→ **EXERCISE**
Take the line that has "Phrase: bird's tail feather" and all the lines that come after it in the records, and write them out again exactly. Add no other line.

[Point localization data]
BEGIN

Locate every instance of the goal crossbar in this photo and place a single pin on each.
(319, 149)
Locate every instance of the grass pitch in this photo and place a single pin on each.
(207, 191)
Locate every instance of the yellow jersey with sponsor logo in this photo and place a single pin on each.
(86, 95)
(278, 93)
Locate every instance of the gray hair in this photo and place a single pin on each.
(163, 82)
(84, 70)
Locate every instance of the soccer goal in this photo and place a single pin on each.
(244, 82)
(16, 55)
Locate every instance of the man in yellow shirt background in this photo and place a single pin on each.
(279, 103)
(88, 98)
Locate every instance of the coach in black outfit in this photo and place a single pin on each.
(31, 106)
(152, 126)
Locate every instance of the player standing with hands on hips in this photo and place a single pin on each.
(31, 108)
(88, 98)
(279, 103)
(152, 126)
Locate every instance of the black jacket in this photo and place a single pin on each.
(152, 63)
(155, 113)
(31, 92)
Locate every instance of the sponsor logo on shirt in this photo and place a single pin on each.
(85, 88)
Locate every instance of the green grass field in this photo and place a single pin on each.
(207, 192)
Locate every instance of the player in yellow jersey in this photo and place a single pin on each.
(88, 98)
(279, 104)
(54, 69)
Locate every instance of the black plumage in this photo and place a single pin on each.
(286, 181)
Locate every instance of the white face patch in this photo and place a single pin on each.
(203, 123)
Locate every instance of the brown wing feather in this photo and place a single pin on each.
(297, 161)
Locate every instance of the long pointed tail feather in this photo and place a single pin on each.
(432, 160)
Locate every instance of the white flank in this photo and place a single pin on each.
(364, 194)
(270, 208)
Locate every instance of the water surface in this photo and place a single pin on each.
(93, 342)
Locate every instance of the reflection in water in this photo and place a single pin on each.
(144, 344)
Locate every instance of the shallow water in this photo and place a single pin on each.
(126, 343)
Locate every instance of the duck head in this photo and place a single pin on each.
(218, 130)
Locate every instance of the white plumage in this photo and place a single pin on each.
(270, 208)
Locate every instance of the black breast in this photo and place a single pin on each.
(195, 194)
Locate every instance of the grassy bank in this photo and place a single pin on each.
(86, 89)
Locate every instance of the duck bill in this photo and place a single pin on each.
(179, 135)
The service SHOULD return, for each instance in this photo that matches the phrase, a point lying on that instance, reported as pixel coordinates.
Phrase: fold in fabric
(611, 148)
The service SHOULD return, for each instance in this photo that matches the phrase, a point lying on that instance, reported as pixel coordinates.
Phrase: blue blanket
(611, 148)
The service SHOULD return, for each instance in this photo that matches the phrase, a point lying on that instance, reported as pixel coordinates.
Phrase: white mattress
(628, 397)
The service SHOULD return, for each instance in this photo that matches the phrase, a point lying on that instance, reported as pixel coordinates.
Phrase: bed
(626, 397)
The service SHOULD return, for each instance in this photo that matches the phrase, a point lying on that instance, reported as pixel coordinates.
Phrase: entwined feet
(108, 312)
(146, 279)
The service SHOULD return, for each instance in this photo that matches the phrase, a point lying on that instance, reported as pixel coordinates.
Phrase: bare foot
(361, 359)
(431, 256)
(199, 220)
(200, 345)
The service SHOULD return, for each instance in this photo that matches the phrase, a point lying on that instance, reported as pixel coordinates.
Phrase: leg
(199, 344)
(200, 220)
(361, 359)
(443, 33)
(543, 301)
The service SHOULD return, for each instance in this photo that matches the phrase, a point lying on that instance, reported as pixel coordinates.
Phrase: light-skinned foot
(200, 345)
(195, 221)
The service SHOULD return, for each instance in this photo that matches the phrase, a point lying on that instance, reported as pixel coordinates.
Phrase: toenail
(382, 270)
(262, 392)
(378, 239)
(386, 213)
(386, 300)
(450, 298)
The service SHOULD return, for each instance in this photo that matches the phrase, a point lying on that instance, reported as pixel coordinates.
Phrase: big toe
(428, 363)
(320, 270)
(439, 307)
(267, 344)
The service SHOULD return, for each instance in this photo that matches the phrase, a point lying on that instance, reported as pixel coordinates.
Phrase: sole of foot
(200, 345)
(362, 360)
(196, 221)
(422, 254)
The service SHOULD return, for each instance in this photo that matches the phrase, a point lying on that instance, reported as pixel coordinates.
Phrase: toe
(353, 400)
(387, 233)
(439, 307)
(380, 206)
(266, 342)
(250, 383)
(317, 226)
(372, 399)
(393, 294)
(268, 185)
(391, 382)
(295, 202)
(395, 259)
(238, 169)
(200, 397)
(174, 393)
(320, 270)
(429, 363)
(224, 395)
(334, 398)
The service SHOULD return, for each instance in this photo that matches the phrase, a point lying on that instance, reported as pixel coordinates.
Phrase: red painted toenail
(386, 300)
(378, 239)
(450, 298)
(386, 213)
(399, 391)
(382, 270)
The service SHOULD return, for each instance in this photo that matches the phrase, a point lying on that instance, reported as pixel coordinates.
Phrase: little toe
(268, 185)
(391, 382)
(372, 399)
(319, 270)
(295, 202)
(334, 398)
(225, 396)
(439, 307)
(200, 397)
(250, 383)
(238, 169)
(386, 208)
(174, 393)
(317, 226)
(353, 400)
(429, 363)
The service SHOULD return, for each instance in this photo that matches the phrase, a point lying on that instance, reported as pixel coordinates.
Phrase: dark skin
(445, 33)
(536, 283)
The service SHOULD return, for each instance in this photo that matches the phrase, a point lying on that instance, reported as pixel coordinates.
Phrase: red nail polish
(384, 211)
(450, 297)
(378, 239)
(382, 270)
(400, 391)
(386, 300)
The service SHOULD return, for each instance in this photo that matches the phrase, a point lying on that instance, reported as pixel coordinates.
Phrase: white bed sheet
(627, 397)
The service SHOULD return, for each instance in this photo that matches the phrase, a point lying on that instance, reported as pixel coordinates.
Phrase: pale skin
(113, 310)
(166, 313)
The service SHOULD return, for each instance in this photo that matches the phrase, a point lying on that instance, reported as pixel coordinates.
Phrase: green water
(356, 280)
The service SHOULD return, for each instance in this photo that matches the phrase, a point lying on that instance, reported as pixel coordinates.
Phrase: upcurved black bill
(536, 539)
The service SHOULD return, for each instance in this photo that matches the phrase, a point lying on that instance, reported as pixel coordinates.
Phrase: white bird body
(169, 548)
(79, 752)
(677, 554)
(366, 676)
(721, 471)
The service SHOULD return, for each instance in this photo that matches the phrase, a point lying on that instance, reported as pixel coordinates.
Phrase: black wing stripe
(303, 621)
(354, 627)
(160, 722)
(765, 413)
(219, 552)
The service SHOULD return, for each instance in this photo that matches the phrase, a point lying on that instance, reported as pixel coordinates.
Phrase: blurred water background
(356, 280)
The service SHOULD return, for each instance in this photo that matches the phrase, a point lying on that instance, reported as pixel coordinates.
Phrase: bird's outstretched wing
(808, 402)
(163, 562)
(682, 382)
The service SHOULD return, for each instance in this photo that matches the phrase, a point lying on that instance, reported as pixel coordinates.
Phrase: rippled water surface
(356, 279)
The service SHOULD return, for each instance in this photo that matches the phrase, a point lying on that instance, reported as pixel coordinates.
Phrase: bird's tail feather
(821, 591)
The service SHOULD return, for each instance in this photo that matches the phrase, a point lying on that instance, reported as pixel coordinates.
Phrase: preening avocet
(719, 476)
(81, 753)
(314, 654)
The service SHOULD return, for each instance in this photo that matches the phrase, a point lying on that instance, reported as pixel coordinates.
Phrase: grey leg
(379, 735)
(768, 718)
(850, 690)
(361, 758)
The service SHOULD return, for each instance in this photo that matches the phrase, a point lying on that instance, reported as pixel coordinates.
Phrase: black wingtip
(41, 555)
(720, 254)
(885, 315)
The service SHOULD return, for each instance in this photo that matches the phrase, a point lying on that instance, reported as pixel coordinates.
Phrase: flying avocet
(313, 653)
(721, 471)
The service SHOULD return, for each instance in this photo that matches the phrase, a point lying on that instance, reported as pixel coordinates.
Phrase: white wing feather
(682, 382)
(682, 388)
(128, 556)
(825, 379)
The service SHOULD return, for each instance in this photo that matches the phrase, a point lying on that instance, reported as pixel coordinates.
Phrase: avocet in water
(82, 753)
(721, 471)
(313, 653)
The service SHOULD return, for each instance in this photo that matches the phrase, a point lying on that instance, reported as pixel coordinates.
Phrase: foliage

END

→ **PROBLEM SOLUTION**
Phrase: bird's tail feather
(821, 591)
The service SHOULD return, for each instance in this photo that matches the phrase, a point lying on that instance, reported as pixel coordinates.
Phrase: preening avocet
(719, 476)
(81, 753)
(314, 654)
The service SHOULD return, for each instance in this photo that matches the phrase, a point lying on that instance, reported as pixel coordinates.
Phrase: grey leg
(379, 735)
(768, 718)
(850, 690)
(361, 758)
The service SHOULD return, for each instance in this photo that matches the phrase, a point lying on that instance, reported as pixel coordinates.
Phrase: black wingtip
(41, 555)
(720, 254)
(885, 315)
The service SHOULD return, for each instance in this photo that matches the phrase, a point lying on that instance, reported as pixel coordinates.
Phrase: flying avocet
(313, 653)
(721, 471)
The service SHOULD return, for each instance in this photo that matches the phrase, a point lying on that instance, reported as pixel coordinates.
Phrase: white wing feather
(682, 382)
(682, 388)
(128, 556)
(825, 379)
The service SHOULD return, for each instance in this photo that matches the phrase, a point lying on that instance, reported as pixel coordinates.
Phrase: avocet in water
(82, 753)
(721, 471)
(313, 653)
The service SHOULD return, for each instance in this photo that matches the phrase, a point lying on that instance, reported as pixel coordinates.
Phrase: foliage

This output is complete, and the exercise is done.